Arrange every line of the listing below as a numbered list, leaving out blank lines.

== Recorded data

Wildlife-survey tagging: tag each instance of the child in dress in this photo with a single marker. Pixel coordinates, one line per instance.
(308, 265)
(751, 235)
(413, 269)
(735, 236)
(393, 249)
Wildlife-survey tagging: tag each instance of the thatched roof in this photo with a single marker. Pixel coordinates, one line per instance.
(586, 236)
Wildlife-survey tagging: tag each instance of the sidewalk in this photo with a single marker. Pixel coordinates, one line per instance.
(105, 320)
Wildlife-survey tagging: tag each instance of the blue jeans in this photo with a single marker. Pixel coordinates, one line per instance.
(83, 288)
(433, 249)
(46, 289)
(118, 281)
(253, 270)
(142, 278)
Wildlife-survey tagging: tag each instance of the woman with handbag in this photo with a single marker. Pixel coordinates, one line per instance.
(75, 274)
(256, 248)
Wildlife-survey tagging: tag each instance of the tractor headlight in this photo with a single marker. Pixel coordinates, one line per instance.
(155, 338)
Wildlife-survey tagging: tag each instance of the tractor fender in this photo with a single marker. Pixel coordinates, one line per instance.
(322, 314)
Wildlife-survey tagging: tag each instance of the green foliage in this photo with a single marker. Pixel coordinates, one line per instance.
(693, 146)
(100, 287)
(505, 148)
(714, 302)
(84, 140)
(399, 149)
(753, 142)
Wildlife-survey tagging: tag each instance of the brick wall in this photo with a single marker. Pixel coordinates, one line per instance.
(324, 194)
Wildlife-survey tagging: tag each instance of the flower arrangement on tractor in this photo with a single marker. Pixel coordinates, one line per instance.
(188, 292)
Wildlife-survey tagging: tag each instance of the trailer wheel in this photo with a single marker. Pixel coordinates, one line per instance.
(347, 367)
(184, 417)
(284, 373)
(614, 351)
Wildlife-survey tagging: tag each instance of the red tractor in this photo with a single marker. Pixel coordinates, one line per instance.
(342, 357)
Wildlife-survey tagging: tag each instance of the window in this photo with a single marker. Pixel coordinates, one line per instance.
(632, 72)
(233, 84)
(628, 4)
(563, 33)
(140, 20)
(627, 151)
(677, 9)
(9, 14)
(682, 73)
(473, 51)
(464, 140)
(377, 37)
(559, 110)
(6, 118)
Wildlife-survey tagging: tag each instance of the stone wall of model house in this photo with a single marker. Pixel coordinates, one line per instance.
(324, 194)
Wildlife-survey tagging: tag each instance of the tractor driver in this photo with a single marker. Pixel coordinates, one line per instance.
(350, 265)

====

→ **Reply to the exercise**
1. Wildlife-survey tagging: tag each instance of the child in dress in this photo with a single marker. Pixel coordinates, one line per instance.
2. (308, 265)
3. (751, 235)
4. (413, 269)
5. (735, 236)
6. (393, 249)
7. Wildlife-survey tagging: tag each instance of the thatched roof in this photo with a single marker. Pixel coordinates, one line per instance.
8. (586, 236)
9. Wildlife-survey tagging: tag each instance of the sidewalk in this photo with a single marker. Pixel coordinates, one line per instance.
10. (105, 320)
11. Wildlife-survey tagging: tag each instance of the blue jeans in this photo with a single marker. Pixel coordinates, one line per instance.
12. (83, 288)
13. (433, 249)
14. (46, 289)
15. (118, 281)
16. (253, 270)
17. (142, 278)
18. Wildlife-survey tagging: tag each instance of the woman with handbag in this photo with a single marker. Pixel coordinates, one line per instance.
19. (75, 274)
20. (256, 248)
21. Wildlife-survey tagging: tag each instance of the tractor headlight in this photo with a single marker. Pixel coordinates, one line per instance.
22. (155, 338)
23. Wildlife-survey tagging: tag each instance of the tractor fender in this photo with a single marker. Pixel coordinates, one line per instance.
24. (322, 314)
25. Wildlife-survey tagging: tag each instance of the green foliage in this photo with a single marker. Pixel coordinates, one line per instance.
26. (693, 146)
27. (100, 287)
28. (505, 148)
29. (714, 302)
30. (84, 140)
31. (399, 149)
32. (753, 142)
33. Wildlife-survey tagging: tag each instance of the brick wall in this photo with a single marker. Pixel coordinates, one line per instance.
34. (324, 194)
35. Wildlife-survey tagging: tag each instance of the flower arrangement on tractor in this photo with a single marker. Pixel coordinates, one line per instance.
36. (188, 292)
37. Wildlife-survey tagging: tag each instance of the trailer wheel in this photo with a single marker. Pixel coordinates, one line per instance.
38. (347, 367)
39. (184, 417)
40. (284, 373)
41. (614, 351)
42. Wildlife-survey tagging: tag each instance of the red tractor in this photo with a single marker. Pixel coordinates, one line per instance.
43. (342, 357)
44. Wildlife-survey tagging: tag each instance of the window in this photo with a single marker. Pixel coordinates, one line per instance.
45. (632, 72)
46. (233, 84)
47. (628, 4)
48. (563, 33)
49. (140, 20)
50. (627, 151)
51. (677, 9)
52. (9, 14)
53. (682, 73)
54. (473, 51)
55. (464, 140)
56. (377, 37)
57. (559, 110)
58. (6, 118)
59. Wildlife-survey tagging: tag each instance of the stone wall of model house in this photo with a single marker. Pixel coordinates, one line per instance.
60. (324, 194)
61. Wildlife-survey tagging: tag each instance of the tractor driver in this photo with a single marker. Pixel coordinates, one line per instance.
62. (350, 265)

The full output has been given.